*해야 할 일*.
항목의 맨 처음부터 "point(342, 198)"가 들어 있는 줄까지, 양 끝 줄을 포함하여 모두 그대로 옮겨 적으시오.

*원본 항목*.
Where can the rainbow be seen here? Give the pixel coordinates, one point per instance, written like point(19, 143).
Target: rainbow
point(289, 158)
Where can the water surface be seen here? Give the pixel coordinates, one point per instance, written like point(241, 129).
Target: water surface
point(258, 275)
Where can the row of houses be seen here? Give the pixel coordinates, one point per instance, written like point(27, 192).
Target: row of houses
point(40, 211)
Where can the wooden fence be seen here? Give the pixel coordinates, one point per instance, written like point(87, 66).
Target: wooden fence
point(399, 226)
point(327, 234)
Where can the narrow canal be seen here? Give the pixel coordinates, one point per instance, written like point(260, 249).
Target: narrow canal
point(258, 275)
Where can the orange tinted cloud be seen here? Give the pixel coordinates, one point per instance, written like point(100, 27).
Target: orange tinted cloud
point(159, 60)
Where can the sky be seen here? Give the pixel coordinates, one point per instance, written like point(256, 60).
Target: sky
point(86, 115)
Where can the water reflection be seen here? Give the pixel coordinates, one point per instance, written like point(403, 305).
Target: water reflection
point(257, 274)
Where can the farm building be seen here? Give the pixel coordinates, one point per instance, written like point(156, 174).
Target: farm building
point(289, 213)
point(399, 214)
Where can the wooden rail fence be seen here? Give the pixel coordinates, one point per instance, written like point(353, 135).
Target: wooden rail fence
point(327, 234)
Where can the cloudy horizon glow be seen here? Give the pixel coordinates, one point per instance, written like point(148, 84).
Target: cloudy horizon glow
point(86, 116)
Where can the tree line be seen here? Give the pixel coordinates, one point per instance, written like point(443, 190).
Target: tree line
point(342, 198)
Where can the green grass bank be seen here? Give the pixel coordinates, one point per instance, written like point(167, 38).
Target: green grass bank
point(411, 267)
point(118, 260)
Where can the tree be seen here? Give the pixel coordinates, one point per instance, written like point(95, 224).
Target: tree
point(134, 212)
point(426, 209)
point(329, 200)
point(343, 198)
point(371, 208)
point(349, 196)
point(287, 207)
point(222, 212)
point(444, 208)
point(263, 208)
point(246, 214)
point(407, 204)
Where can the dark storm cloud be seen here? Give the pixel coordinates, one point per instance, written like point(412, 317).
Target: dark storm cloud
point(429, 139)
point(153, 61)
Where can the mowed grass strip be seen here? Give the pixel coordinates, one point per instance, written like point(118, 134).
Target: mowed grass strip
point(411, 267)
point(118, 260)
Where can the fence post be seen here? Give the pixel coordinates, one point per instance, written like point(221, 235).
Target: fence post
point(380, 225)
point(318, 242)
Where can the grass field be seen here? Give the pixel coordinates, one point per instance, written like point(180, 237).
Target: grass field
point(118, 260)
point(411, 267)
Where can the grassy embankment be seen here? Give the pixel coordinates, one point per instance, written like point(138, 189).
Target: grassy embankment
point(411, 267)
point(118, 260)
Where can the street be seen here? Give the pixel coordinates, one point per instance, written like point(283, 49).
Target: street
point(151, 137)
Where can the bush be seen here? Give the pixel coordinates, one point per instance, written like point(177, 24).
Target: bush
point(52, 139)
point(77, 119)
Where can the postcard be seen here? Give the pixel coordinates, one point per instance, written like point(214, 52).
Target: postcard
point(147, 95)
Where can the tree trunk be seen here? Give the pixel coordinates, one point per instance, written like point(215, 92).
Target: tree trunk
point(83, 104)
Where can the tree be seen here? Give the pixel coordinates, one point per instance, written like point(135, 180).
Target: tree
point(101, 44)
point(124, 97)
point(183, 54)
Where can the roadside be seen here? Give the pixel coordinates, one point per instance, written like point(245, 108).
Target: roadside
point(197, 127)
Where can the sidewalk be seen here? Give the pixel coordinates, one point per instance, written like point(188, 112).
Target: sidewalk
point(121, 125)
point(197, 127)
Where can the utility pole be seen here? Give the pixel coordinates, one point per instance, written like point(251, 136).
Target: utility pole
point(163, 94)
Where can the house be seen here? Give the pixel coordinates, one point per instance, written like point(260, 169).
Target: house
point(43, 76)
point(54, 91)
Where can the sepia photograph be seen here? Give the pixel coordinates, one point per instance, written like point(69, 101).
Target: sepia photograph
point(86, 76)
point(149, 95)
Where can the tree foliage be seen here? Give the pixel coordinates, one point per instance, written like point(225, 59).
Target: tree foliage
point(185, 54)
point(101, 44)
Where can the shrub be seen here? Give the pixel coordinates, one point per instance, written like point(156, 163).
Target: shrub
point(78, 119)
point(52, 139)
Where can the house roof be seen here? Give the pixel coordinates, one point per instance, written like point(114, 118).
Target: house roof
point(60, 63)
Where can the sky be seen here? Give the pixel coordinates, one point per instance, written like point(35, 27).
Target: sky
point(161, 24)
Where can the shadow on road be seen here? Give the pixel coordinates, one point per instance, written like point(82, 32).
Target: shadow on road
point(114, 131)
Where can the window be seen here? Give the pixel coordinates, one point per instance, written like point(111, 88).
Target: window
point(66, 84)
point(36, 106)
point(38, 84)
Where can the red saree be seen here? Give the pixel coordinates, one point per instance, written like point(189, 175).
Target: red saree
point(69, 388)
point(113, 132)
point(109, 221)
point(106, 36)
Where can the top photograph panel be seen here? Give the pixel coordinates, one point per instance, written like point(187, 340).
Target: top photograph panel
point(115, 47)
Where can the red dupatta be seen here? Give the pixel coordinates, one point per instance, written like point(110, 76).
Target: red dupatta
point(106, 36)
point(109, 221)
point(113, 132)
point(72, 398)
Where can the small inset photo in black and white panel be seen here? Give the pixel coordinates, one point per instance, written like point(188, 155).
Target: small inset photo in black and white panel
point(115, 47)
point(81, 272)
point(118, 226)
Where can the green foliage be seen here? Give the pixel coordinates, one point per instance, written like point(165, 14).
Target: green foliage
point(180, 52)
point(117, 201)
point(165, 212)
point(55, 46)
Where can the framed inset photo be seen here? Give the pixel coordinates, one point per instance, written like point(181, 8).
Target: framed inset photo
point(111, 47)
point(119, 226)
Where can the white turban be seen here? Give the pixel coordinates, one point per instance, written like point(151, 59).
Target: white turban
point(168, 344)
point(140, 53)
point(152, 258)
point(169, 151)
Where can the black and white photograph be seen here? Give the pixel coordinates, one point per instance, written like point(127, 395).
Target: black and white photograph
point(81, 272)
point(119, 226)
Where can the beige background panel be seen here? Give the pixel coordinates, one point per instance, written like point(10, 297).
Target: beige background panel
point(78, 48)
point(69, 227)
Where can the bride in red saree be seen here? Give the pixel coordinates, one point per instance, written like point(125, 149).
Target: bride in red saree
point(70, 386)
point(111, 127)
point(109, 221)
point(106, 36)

*작성한 답*.
Where can the rainbow be seen here? Give the pixel coordinates, one point per instance, written like point(19, 143).
Target: rainbow
point(289, 158)
Where can the water surface be seen here? Give the pixel coordinates, one point per instance, written like point(241, 129).
Target: water surface
point(258, 275)
Where can the row of houses be seen here? Give the pixel coordinates, one point per instance, written like point(27, 192).
Target: row of houses
point(40, 211)
Where can the wooden fence be seen here? Give the pixel coordinates, one point per instance, written like point(87, 66).
Target: wooden fence
point(399, 226)
point(327, 234)
Where can the narrow canal be seen here? Give the pixel coordinates, one point per instance, written like point(260, 249).
Target: narrow canal
point(258, 275)
Where can the orange tinted cloud be seen here? Give the pixel coordinates, one point per instance, written like point(100, 27).
Target: orange tinted cloud
point(159, 60)
Where can the sky be seen here? Give the pixel coordinates, one point per instance, written like point(256, 60).
Target: sky
point(86, 115)
Where can the water reflection be seen here? Give the pixel coordinates, one point per instance, written like point(403, 305).
Target: water reflection
point(257, 274)
Where can the farm building be seen here? Give the pixel coordinates, one point per instance, written like point(156, 174).
Target: farm building
point(289, 213)
point(399, 214)
Where can the wooden rail fence be seen here? Give the pixel coordinates, one point per instance, written like point(353, 135).
Target: wooden rail fence
point(327, 234)
Where can the cloudy horizon glow be seen here? Give the pixel coordinates, one point per instance, written like point(148, 84).
Target: cloudy horizon glow
point(86, 116)
Where can the tree line be seen here? Give the pixel coordinates, one point per instance, written like point(443, 190).
Target: tree line
point(342, 198)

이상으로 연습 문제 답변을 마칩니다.